ACTIVITY: Every line from the one containing "point(795, 442)" through the end of the listing below goes in the output, exactly and without pictures.

GIVEN DATA:
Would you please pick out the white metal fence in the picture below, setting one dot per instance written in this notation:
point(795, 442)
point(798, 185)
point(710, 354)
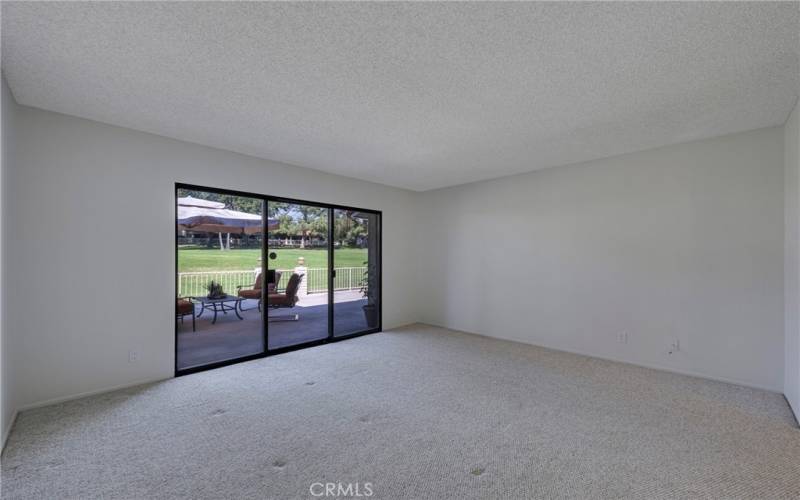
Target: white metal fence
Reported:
point(193, 284)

PROBLEM SOLUTION:
point(795, 442)
point(798, 185)
point(710, 354)
Target: white metal fence
Reported:
point(193, 284)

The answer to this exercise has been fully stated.